Object position labeling entries
----------

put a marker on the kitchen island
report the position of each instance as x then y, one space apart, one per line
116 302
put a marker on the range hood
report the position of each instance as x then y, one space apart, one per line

----------

Reproduce every line of the records above in full, shifting each coordinate in the answers by adding 85 to it.

put a marker on the kitchen island
report the position of each instance as x then y, one space apart, one per line
201 387
put a marker on the range hood
report the position of each instance as x then y, one space apart, one per line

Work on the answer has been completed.